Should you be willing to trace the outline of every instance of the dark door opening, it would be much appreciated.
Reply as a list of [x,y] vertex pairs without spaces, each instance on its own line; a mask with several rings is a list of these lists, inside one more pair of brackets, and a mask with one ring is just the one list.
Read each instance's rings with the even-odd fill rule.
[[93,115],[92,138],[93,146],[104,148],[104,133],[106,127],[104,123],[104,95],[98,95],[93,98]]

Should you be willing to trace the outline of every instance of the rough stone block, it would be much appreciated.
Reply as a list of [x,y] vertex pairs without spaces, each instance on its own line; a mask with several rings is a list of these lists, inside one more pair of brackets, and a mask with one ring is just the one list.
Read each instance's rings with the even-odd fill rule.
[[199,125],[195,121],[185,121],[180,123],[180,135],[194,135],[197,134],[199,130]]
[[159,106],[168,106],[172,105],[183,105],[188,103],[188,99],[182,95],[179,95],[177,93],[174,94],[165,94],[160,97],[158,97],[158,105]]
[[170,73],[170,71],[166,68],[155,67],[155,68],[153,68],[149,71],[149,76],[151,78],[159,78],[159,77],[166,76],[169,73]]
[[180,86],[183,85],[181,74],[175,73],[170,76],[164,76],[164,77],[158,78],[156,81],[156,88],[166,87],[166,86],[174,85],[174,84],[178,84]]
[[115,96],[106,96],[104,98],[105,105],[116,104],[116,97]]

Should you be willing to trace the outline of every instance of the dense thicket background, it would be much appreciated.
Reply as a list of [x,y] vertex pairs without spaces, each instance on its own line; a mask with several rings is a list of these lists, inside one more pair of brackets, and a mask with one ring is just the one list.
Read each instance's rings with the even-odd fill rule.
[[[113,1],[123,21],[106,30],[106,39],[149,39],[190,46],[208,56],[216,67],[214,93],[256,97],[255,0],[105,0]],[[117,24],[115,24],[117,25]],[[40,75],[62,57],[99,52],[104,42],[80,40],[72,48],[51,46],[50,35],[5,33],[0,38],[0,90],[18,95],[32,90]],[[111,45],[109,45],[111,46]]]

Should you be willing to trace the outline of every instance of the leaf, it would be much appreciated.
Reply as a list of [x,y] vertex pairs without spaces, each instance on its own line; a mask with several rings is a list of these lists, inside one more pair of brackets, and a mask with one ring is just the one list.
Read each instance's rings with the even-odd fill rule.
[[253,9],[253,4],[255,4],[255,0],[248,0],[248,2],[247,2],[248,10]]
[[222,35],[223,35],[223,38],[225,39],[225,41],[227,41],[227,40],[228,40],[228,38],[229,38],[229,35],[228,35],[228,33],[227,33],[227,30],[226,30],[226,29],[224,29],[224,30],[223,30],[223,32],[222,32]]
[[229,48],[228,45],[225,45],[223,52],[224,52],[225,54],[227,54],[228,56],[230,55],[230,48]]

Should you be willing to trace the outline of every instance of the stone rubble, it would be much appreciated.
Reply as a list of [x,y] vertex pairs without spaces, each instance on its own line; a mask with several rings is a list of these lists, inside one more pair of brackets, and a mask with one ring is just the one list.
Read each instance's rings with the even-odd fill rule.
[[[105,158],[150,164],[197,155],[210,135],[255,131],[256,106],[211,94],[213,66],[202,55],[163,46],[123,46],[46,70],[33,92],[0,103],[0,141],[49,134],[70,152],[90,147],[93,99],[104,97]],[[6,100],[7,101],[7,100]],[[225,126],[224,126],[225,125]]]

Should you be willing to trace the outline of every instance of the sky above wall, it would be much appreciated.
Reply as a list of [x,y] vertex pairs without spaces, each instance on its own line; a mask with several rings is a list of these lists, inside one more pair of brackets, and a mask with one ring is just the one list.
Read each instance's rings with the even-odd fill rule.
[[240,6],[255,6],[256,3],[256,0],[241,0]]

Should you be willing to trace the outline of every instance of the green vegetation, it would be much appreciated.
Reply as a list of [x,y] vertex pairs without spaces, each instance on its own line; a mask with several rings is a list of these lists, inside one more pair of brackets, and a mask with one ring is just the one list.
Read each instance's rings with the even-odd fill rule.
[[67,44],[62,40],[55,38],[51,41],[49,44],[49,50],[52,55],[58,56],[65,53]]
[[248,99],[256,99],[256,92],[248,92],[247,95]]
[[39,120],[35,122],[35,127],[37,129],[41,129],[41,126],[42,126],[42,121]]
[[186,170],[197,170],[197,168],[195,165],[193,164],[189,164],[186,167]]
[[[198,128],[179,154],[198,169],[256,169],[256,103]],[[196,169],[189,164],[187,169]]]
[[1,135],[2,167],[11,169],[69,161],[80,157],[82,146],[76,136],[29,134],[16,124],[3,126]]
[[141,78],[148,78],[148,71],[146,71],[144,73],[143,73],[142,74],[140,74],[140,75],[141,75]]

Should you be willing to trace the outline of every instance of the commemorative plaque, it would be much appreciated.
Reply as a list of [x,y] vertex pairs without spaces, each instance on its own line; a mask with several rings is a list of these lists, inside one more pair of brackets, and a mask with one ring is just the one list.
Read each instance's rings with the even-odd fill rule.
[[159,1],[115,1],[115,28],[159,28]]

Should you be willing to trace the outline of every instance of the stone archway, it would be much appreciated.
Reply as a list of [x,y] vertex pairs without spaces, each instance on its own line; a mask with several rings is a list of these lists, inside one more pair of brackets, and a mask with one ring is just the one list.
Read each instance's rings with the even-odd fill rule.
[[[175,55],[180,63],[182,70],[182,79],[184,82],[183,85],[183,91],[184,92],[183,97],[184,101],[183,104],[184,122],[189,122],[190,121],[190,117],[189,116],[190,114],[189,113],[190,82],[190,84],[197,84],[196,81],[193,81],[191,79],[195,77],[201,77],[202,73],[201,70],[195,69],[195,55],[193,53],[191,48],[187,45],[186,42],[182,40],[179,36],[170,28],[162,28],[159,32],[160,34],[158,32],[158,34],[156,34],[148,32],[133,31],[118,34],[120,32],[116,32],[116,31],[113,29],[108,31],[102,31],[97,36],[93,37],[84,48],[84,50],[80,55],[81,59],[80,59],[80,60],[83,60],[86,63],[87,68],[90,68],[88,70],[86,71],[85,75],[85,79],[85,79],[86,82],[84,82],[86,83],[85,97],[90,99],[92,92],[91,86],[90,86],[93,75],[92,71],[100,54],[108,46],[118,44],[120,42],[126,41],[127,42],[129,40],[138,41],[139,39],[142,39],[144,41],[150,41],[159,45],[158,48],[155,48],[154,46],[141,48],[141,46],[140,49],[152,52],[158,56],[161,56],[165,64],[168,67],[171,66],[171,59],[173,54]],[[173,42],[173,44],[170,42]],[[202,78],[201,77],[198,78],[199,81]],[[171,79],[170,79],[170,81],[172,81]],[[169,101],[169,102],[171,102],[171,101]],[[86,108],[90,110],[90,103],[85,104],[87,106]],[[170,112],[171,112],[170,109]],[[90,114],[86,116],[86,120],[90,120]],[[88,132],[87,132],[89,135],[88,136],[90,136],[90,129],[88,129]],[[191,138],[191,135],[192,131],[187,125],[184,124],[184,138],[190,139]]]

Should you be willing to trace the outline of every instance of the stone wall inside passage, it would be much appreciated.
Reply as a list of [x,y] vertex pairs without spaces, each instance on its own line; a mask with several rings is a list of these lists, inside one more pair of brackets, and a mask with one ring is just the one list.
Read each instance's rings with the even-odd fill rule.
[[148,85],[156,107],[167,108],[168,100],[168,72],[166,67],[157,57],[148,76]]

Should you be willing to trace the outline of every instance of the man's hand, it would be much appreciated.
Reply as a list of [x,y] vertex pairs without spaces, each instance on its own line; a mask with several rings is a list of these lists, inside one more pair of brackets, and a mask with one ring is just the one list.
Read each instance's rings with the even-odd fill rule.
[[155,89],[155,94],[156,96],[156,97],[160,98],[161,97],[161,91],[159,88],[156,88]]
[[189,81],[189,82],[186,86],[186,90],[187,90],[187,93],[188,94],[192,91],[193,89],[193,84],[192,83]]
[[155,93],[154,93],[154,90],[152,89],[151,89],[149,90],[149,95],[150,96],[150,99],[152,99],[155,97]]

* **TASK DETAILS**
Recast the listing above as a JSON list of strings, one string per line with blank lines left out, starting with the line that contains "wall, it would be much appreciated." and going on through the line that contains "[[240,6],[255,6],[256,3],[256,0],[241,0]]".

* **ANSWER TO THIS TASK**
[
  "Should you be willing to trace the outline of every instance of the sky above wall, it would be much appreciated.",
  "Reply as a list of [x,y] vertex pairs without spaces, each instance on its own line; a mask with several rings is a list of these lists, inside one more pair of brackets, and a mask with one ring is just the one list.",
  "Read each instance's rings with the even-odd fill rule.",
  "[[240,6],[255,6],[256,3],[256,0],[241,0]]"
]